*TASKS TO PERFORM*:
**a)** The forum thread about nested awk commands shows a sample of ids_lengths.txt. List each identifier in that sample without its leading ">", and give the number on the line after it.
**b)** Answer from the forum thread about nested awk commands:
(i) What is the name of the input file whose line is shown?
(ii) In the suggested awk command, what range must the sixth column fall within?
(iii) Which language would the person answering probably use if the whole thing were a performance bottleneck?
**c)** Pick up the forum thread about nested awk commands after its last sentence, and continue it for a short paragraph.
-------- READING PASSAGE
A help how to solve these nested awks will definitely be appreciated:-)
edit:
Line of my input file (neco.txt) looks like this:
FZWTUY402JKYFZ 2 100.000 3 11 9 4.500 7 0 0 0 . TG TGTGTGTGT
The biggest problem is that I want to filter those lines that have in the fifth column number less than number, which I get from another file (ids_lengths.txt), when searching with first column (e.g. FZWTUY402JKYFZ). That's why I put "nut" variable in my draft script :-)
ids_lengths.txt looks like this:
>FZWTUY402JKYFZ
153
>FZWTUY402JXI9S
42
>FZWTUY402JMZO4
158
You can combine the two grep -v operations and the four consecutive awk operations into one of each. This gives you useful economy without completely rewriting everything:
nut=`awk "/$1/{getline; print}" ids_lengths.txt`
grep -E -v '#|seq-name' neco.txt |
grep -E '(\S+\s+){13}\bAC(.)+CA\b' |
awk -vnut="$nut" '$6 >= 49 && $6 <= 180 && $4 > 1 && $5 < nut { print }' |
wc -l
I would not bother to make a single awk script determine the value of nut and do the value-based filtering. It can be done, but it complicates things unnecessarily — unless you can demonstrate that the whole thing is a bottleneck for the performance of the production system, in which case you do work harder (though I'd probably use Perl in that case; it can do the whole lot in one command).
----------------
-------- PROVIDED MATERIAL
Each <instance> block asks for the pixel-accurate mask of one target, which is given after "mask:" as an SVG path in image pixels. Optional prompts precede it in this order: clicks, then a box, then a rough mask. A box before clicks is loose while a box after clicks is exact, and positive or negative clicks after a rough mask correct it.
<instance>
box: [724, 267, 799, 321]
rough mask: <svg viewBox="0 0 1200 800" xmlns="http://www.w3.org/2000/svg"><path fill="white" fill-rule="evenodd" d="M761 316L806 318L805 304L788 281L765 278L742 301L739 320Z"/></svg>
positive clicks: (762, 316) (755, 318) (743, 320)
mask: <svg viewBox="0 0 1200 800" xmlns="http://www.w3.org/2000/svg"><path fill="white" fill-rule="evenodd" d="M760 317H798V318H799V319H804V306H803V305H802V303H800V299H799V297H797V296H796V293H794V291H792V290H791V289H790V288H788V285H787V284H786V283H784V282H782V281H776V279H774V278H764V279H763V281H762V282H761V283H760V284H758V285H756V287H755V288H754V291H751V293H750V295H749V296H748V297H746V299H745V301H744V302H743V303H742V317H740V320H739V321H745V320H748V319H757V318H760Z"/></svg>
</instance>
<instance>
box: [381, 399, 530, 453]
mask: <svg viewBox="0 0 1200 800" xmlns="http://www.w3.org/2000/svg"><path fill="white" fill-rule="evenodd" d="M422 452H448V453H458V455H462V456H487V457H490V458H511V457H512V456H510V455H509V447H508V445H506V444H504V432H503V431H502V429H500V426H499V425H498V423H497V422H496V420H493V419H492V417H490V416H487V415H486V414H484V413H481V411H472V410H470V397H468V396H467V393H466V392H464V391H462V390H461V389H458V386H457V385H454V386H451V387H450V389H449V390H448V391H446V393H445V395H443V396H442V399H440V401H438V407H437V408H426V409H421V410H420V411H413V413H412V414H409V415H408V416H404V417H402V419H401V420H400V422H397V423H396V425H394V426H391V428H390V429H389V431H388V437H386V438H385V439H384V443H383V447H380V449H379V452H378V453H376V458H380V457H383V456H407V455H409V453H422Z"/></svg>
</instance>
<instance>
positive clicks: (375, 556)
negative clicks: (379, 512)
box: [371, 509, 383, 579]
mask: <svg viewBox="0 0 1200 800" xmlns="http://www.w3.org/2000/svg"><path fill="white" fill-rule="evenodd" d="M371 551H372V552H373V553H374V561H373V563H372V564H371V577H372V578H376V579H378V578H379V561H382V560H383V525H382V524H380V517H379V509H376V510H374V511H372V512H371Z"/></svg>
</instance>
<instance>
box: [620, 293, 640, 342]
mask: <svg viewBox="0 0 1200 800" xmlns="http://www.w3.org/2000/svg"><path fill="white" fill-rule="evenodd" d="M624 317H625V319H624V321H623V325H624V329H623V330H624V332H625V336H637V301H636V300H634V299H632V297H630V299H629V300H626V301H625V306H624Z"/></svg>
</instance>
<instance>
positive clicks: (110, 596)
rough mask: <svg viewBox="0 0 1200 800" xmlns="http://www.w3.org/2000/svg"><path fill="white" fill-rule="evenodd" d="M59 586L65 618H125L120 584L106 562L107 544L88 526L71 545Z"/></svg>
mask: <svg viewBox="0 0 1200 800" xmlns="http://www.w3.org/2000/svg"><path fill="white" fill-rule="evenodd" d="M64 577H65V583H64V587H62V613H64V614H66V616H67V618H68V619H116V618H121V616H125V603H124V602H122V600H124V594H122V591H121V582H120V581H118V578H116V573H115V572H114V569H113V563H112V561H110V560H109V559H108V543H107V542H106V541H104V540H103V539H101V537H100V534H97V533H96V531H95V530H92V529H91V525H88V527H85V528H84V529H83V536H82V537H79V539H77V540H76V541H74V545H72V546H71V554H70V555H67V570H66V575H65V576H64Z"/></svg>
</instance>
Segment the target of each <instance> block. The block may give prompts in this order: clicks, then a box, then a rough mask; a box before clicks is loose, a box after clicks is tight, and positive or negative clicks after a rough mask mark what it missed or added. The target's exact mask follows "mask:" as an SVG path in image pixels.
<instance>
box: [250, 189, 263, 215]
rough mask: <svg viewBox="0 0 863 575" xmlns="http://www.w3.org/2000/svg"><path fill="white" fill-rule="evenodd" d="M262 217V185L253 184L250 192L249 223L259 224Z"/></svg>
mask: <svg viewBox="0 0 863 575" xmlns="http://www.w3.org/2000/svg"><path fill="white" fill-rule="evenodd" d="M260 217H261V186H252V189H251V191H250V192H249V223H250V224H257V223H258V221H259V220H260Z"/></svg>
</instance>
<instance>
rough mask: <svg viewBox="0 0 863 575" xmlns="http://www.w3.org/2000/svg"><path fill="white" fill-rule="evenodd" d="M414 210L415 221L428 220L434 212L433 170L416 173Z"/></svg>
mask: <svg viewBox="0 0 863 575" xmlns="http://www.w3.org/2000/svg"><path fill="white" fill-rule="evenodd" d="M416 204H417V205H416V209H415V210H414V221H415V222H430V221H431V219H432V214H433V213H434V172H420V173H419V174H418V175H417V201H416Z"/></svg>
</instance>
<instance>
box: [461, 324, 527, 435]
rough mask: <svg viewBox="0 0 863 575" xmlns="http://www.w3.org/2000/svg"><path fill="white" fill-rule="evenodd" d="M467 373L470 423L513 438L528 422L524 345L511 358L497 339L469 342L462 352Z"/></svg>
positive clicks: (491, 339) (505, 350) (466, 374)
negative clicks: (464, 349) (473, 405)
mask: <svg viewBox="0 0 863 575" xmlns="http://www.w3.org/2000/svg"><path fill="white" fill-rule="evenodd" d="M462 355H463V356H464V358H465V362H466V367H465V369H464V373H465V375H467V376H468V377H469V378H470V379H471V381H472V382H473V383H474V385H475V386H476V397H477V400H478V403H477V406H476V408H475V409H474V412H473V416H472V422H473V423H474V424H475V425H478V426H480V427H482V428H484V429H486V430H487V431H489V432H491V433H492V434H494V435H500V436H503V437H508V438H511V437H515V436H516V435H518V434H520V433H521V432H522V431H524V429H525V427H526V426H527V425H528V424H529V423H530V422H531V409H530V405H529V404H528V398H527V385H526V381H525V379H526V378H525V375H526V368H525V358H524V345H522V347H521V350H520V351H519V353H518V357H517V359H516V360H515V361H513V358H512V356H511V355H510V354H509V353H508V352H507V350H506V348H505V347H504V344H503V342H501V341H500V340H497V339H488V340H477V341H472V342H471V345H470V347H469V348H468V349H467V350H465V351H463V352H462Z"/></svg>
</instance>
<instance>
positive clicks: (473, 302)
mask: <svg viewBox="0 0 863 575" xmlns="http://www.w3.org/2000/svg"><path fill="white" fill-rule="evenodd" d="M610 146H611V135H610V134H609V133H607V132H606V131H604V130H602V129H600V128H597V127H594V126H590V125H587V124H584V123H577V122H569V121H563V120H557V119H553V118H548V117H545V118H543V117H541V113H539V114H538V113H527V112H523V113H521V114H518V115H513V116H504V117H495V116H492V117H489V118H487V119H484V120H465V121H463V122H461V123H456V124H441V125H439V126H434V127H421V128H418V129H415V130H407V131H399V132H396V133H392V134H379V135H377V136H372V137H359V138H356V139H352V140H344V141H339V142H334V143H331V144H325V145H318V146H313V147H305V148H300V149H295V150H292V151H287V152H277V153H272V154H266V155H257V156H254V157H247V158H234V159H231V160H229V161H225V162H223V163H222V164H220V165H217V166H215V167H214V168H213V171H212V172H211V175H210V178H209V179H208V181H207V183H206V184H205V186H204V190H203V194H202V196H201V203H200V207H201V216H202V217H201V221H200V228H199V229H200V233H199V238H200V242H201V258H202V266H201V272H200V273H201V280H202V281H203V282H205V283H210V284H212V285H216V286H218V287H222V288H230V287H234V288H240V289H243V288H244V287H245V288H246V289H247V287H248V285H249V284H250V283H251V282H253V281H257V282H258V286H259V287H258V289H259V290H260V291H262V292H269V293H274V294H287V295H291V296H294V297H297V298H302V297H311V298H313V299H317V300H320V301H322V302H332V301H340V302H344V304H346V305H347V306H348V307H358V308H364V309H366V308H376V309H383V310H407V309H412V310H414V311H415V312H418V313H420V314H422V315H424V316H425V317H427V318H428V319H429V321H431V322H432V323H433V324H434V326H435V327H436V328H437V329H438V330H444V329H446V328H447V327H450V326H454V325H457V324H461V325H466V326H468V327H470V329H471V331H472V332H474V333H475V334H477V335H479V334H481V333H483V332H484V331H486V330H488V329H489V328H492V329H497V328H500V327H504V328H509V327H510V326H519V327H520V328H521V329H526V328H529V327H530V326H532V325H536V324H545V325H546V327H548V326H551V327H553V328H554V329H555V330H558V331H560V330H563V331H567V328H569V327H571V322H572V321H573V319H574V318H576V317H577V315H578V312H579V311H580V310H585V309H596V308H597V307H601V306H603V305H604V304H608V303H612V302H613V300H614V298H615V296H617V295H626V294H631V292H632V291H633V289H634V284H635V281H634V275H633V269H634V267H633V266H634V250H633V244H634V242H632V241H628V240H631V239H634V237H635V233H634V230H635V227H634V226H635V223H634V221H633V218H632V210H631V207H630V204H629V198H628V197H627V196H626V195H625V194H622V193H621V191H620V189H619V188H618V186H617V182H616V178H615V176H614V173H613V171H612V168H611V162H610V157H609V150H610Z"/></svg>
----------------
*ANSWERS*:
**a)**
FZWTUY402JKYFZ: 153
FZWTUY402JXI9S: 42
FZWTUY402JMZO4: 158

**b)**
(i) neco.txt
(ii) From 49 to 180, inclusive.
(iii) Perl.

**c)**
Approximately:
awk -v select="$1" '$0 ~ select && FNR == NR { getline; nut = $0; } FNR == NR {next} $4 > 1 $5 < nut && $6 >= 49 && $6 <= 180 && ! /#/ && ! /seq-name/ && $NF ~ /^AC.+CA$/ {count++} END {print count}' neco.txt ids_lengths.txt
The regex will need to be adjusted to something that AWK understands. I can't see how the regex matches the sample data you provided. Part of the solution may be to use a field count as one of the conditions. Perhaps NF == 13 or NF >= 13.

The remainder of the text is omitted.